## EXTRACTED DATA
>>>>

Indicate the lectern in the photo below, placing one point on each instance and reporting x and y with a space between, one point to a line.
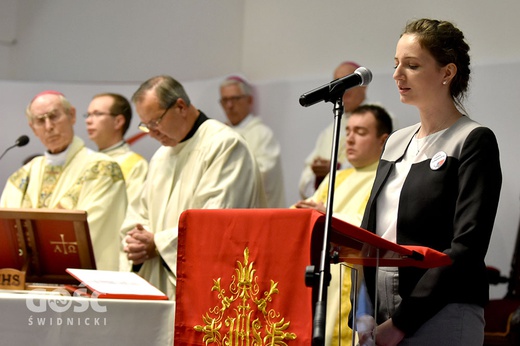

<<<<
>>>>

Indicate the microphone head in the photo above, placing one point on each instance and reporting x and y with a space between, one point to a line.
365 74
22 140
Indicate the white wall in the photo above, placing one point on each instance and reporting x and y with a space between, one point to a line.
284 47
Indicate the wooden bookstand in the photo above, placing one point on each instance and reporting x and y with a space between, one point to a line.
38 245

<<<<

## PROBLEM DETAILS
How many lines of the entries include the string "above"? Reply with the number alone.

## ANSWER IN FULL
3